Written task: Convert every line of the records below into a JSON list of strings, one string per line, omitting any blank lines.

Entries shown:
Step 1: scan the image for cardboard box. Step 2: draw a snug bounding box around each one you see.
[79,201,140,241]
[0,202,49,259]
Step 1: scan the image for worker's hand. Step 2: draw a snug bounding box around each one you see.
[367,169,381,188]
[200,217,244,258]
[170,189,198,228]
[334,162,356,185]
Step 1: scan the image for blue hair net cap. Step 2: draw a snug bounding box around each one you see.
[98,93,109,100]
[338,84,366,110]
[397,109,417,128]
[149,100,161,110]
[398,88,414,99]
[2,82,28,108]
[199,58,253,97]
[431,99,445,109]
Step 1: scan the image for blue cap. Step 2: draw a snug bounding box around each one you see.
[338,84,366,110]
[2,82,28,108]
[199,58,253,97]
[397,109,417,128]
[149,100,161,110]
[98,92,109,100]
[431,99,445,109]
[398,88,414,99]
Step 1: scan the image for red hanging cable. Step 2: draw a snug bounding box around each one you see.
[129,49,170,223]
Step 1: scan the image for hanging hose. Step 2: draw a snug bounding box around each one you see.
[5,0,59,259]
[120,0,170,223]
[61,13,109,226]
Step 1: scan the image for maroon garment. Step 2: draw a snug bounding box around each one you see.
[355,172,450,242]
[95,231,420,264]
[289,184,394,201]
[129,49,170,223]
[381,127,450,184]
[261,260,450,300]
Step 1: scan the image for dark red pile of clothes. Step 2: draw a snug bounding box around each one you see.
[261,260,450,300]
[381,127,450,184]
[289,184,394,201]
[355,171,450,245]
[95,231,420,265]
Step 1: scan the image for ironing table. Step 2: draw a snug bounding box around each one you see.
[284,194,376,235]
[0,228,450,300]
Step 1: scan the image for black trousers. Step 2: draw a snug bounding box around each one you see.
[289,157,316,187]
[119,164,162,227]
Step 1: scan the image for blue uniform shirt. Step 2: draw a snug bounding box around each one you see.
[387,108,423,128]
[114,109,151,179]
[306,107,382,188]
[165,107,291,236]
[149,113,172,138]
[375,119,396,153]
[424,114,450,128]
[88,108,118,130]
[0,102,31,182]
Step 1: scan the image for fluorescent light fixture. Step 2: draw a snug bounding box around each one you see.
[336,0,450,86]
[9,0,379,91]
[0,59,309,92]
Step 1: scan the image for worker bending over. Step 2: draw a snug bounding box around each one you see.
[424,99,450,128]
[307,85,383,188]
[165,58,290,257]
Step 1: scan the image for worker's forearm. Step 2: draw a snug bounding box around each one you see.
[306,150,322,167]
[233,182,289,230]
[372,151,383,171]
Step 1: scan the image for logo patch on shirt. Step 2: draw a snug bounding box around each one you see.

Solution below:
[
  "Step 1: scan the image for cardboard box. Step 2: draw a snug bounding box around each one you see.",
  "[79,201,140,241]",
  "[0,202,49,259]",
  "Step 1: scan the image for worker's hand. Step 2: draw a snug bounding box around each one you see.",
  "[367,169,381,188]",
  "[200,217,244,258]",
  "[170,189,198,228]",
  "[334,162,356,185]",
  "Step 1: scan the image for blue hair net cap. Step 2: draw a snug bounding box around each one you see.",
  "[98,93,109,100]",
  "[338,84,366,110]",
  "[397,109,417,128]",
  "[149,100,161,110]",
  "[398,88,414,99]",
  "[2,82,28,108]",
  "[199,58,253,97]",
  "[431,99,445,109]",
  "Step 1: scan the image for blue cap. Step 2: draw a snug bounding box around each one you see.",
  "[338,84,366,110]",
  "[2,82,28,108]",
  "[199,58,253,97]",
  "[397,109,417,128]",
  "[149,100,161,110]",
  "[98,92,109,100]",
  "[431,99,445,109]",
  "[398,88,414,99]",
  "Step 1: scan the image for red hanging cable. Step 2: draw a snug bounding box around each one you see.",
  "[129,49,170,223]",
  "Step 1: scan the image for hanging hose. Step 2: draw a snug bounding box around each one you see.",
  "[5,0,59,259]",
  "[120,0,170,223]",
  "[61,13,109,226]",
  "Step 1: scan the image for maroon garment. Step 2: draw a snug bounding box around each one you see.",
  "[355,172,450,242]",
  "[95,231,420,264]",
  "[289,184,394,201]",
  "[129,49,170,223]",
  "[381,127,450,184]",
  "[261,260,450,300]",
  "Step 1: scan the image for dark red pile of clothes. Step 2: draw a snug bounding box around each one you see.",
  "[261,260,450,300]",
  "[381,127,450,184]",
  "[289,184,394,201]",
  "[355,171,450,245]",
  "[95,231,420,265]",
  "Step 1: scan the image for ironing table. Step 2: draw a snug bounding box around each one you see.",
  "[284,194,376,235]",
  "[0,228,450,300]",
  "Step 1: scan the image for black trousers. Step 2: draw a snug bounding box around each one you see.",
  "[289,157,316,187]",
  "[119,164,162,227]",
  "Step 1: scan the image for blue uniform shirt. Step 2: draw a snug bounding box around each one you see.",
  "[387,108,423,128]",
  "[114,109,151,179]",
  "[306,107,382,188]",
  "[165,107,291,236]",
  "[149,113,172,138]",
  "[375,119,396,153]",
  "[424,114,450,128]",
  "[88,108,118,130]",
  "[0,102,31,182]",
  "Step 1: scan the image for fluorescent light fixture. Step 2: draw a snug bounding box around each one you see.",
  "[336,0,450,86]",
  "[9,0,379,91]",
  "[0,59,309,92]",
  "Step 1: scan the image for worker bending over. Step 2: draw a snug bounding box around each one you see.",
  "[424,99,450,128]",
  "[307,85,383,188]",
  "[165,58,290,257]",
  "Step 1: scan the image for worker's forearm. Step 2: draw a snug bounding box around each one you see.",
  "[306,150,322,167]",
  "[233,182,289,230]",
  "[372,151,383,171]",
  "Step 1: scan the image for logo patch on shirt. Step 2: draw a snug bounding box around each one you see."
]